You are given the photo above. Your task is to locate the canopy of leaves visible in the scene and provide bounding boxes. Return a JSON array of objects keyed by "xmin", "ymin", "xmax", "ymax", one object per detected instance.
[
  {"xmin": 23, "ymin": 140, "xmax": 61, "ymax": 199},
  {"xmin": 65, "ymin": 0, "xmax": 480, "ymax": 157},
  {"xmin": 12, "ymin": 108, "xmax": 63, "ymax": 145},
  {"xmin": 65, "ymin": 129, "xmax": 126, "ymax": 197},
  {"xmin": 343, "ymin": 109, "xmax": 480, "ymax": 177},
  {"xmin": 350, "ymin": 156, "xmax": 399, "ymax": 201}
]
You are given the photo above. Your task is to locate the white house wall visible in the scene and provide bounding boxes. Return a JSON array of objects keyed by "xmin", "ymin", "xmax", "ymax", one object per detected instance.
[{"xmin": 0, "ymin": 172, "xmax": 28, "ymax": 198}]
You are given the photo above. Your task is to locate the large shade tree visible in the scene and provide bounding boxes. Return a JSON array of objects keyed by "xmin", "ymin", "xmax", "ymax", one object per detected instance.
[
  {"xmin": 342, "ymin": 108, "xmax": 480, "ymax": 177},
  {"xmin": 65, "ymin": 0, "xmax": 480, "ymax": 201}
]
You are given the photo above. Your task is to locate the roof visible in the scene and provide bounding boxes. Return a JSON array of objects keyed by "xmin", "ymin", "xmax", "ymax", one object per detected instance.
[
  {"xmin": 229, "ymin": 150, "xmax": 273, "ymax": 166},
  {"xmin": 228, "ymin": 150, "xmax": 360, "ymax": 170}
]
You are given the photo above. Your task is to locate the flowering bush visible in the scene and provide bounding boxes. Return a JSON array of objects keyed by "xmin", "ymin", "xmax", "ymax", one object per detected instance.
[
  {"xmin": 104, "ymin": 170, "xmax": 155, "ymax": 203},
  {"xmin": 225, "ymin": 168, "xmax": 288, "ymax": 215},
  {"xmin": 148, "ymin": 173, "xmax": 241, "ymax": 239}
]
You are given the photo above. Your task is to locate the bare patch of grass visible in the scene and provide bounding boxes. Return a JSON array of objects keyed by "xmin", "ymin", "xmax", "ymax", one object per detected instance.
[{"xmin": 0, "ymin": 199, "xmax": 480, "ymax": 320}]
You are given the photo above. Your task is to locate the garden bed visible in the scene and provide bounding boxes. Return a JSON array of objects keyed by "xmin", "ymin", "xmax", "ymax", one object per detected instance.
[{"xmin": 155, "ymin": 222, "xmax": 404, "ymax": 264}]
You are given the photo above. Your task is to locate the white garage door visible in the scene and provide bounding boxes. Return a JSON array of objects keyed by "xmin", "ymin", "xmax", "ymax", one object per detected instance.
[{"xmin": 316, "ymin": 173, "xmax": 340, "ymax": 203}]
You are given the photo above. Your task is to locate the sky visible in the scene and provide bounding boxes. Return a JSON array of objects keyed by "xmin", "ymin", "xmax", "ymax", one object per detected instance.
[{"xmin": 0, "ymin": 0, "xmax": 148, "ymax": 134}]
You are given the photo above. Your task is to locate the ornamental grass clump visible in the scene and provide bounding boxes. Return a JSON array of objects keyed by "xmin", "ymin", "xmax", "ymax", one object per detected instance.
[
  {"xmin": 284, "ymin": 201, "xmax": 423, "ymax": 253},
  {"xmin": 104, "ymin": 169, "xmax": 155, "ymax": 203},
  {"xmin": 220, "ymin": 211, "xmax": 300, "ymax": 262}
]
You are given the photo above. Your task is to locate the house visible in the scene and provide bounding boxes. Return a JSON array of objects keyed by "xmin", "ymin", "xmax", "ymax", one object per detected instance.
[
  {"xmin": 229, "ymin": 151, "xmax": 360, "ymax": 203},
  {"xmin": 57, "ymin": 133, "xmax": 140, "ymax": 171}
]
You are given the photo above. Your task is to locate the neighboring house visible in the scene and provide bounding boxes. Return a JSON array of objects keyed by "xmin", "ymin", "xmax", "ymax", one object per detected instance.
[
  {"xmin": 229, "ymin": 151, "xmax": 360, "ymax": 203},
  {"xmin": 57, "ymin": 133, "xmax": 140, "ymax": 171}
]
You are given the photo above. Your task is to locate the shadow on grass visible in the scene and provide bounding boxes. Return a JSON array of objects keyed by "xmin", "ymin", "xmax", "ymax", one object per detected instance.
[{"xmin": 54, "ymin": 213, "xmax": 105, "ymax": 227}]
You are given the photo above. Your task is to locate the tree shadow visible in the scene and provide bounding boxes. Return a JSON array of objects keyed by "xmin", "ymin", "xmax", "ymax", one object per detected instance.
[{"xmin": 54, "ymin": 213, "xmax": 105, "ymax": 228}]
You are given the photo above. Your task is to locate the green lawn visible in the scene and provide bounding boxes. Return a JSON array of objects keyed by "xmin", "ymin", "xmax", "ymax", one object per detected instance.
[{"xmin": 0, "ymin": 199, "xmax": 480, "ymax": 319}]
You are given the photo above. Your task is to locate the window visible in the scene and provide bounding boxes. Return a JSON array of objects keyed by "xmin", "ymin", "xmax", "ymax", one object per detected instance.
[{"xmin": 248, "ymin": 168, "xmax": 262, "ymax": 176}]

··········

• CONSIGNE:
Recopie en entier les lignes qui vont de celle contenant « locate the neighboring » jusqu'à la fin des données, texte compris. Multiplie par 2,05 chaque coordonnée des boîtes englobantes et arrondis à l'entier le plus proche, les demis vers le haut, puis donne uniquement ces lignes.

• EXERCICE TERMINÉ:
You are given the photo above. Your task is to locate the neighboring house visible in the scene and provide bounding boxes. Return a JSON array of objects keyed by "xmin", "ymin", "xmax", "ymax", one object per detected instance.
[
  {"xmin": 469, "ymin": 310, "xmax": 738, "ymax": 416},
  {"xmin": 117, "ymin": 273, "xmax": 287, "ymax": 351}
]
You are given the photo above. Your task is to locate the shadow on grass visible in the scene and provide bounding boxes. Return a JSON array of objects keyed by "xmin", "ymin", "xmax", "ymax", one object per detected instance.
[{"xmin": 111, "ymin": 437, "xmax": 215, "ymax": 465}]
You are given the photo above. Your task is to locate the tree shadow visible in the scene and provide bounding boxes. Return a JSON array of objects keyed by "xmin", "ymin", "xmax", "ymax", one object per detected instance.
[{"xmin": 111, "ymin": 437, "xmax": 215, "ymax": 467}]
You are given the photo above. Your task is to locate the green lawn visible in the scene and provide bounding boxes. Return a JSON array of objects keyed by "xmin", "ymin", "xmax", "ymax", one object per detected instance.
[{"xmin": 0, "ymin": 408, "xmax": 984, "ymax": 654}]
You are given the photo above. Your task is to locate the window visible in the scene and provide bounding boxes. Return a JSON array of objects keyed by "xmin", "ymin", "xmax", "ymax", one object per detected instance.
[{"xmin": 508, "ymin": 344, "xmax": 537, "ymax": 361}]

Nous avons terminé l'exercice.